課題内容 -> 以下のリストから、文字列「query」を含む行をすべて抜き出すこと。

データ一覧 ->

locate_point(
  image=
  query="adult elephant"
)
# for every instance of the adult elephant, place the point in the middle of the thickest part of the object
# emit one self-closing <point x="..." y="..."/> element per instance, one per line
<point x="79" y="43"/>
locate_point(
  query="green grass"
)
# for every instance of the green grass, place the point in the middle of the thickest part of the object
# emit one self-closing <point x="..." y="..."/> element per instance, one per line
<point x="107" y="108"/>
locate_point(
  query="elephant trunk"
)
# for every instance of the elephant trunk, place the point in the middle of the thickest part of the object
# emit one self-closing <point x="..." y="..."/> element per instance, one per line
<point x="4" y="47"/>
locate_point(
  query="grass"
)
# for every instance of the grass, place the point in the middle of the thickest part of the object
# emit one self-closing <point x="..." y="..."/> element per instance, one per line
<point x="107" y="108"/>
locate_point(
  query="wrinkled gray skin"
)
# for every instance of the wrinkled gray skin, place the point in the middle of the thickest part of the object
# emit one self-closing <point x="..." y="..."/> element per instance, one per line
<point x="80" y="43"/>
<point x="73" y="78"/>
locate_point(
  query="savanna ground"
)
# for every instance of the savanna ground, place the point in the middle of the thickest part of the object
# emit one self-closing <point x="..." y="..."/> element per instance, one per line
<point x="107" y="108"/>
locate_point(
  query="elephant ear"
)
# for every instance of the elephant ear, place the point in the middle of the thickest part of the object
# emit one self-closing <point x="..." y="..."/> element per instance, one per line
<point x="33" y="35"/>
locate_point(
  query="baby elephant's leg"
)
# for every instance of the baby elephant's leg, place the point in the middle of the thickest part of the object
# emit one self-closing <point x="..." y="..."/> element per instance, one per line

記述解答 ->
  query="adult elephant"
  query="green grass"
  query="elephant trunk"
  query="grass"
  query="wrinkled gray skin"
  query="savanna ground"
  query="elephant ear"
  query="baby elephant's leg"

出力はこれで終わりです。